Why Arrow Speed makes 70m feel like Witchcraft

getting "YOU SHALL NOT PASS" vibes from my sight pin.
At some point in every recurve archer’s life, usually around the moment they first try 70 metres, they discover that their sight mark has opinions. Strong ones. One week it sits politely in the middle of the vertical bar. The next week it’s on its way to the bottom like it’s trying to escape. And every time, someone on the line offers the same sage wisdom: “Your arrows are a bit slow.” Which is technically true, but about as helpful as telling a visitor to Glasgow that Scottish rain is surprisingly wetter than normal rain. Some things you have to learn the hard way.
The truth is that 70m is where physics stops being a friendly background npc and becomes a full‑blown villain. Gravity, in particular, is the club member who never misses a session, never once says “good shot”, never helps set up the field or break it down. It simply drags your arrow downwards with the enthusiasm of a toddler pulling a tablecloth. The slower your arrow, the longer gravity gets to enjoy itself. A fast recurve arrow takes roughly a second to reach 70m. A slower one hangs around for a quarter‑second longer, which doesn’t sound like much until you realise that gravity uses that time to drop your arrow an extra three metres. Three metres is the difference between “comfortable sight mark” and “I’m now aiming half way up that tree and hoping for the best.”
This is why your sight block moves. The sight isn’t mystical; it be geometry bro. When your arrow drops, you must tilt the bow up more. When you tilt the bow up, to aim at the gold the sight block must go down. If your arrows are slow enough, the sight block goes down so far that you start to wonder whether Shibuya should include a shovel with every sight. Beginners, juniors, and wildly optimistic adults shooting 28lb all learn this the hard way. They come off the line saying things like “Is it supposed to be this low?” or “My sight pin is in the way of the arrow,” or the classic, “I think my bow hates me.” It might but in this case it’s just obeying physics with passive‑aggressive enthusiasm.

at 70m there can be a significant vertical dispersion from bows with lower poundages
Speed also affects forgiveness. A slow arrow spends more time in the air, which means more time for wind to shove it sideways, more time for your wobbly release to affect the arrows trajectory, and thus more time to allow the arrow to explore the full diameter of the target for .. cultural reasons? Even when shot well, slow setups produce tall, skinny groups at 70m. The trajectory is steep, so tiny changes in speed — caused by form inconsistency, fatigue, or the emotional damage caused by some robust banter — translate into big changes in impact height. Faster arrows flatten the arc, reduce the punishment, and generally make you feel like a competent archer again.

-------------------------

— Required tasks —
(A) Copy from the piece on arrow speed, starting with "This is why" and going on through "with passive‑aggressive enthusiasm.".
(B) Summarize the piece on arrow speed in two sentences.

-------------------------

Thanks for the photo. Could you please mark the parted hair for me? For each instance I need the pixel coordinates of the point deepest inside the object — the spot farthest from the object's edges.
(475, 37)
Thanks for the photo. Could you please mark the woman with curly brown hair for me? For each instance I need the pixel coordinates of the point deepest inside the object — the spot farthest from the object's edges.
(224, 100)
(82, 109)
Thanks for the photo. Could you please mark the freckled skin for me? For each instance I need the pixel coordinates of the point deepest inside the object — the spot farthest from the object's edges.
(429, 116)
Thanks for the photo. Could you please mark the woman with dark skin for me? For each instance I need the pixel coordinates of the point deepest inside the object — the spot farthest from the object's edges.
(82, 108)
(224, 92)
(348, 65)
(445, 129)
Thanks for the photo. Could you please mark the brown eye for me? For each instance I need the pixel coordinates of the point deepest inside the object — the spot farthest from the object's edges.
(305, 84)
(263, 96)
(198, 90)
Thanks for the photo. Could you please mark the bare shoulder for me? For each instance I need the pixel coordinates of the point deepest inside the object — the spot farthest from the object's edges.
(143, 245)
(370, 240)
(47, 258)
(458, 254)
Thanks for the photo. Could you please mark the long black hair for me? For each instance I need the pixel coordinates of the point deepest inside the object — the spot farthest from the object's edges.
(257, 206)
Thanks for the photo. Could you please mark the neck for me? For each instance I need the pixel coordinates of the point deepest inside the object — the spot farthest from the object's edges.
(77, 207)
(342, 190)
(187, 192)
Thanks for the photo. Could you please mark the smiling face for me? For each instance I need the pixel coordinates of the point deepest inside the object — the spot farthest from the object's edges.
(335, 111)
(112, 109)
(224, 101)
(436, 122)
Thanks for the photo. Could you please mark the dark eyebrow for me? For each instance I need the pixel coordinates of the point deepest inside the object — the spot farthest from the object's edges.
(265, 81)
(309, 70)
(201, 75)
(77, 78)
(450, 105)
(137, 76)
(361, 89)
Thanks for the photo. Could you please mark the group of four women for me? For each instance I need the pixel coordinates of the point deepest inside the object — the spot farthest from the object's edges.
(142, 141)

-------------------------

— Problem solutions —
(A)
This is why your sight block moves. The sight isn’t mystical; it be geometry bro. When your arrow drops, you must tilt the bow up more. When you tilt the bow up, to aim at the gold the sight block must go down. If your arrows are slow enough, the sight block goes down so far that you start to wonder whether Shibuya should include a shovel with every sight. Beginners, juniors, and wildly optimistic adults shooting 28lb all learn this the hard way. They come off the line saying things like “Is it supposed to be this low?” or “My sight pin is in the way of the arrow,” or the classic, “I think my bow hates me.” It might but in this case it’s just obeying physics with passive‑aggressive enthusiasm.

(B) At 70 m, a slower recurve arrow stays in the air longer, so gravity drops it farther, and the archer must tilt the bow up more, which pushes the sight block lower. Slow arrows are also less forgiving because wind, release errors and small changes in speed have more time to act, which produces tall, skinny groups, while faster arrows flatten the arc.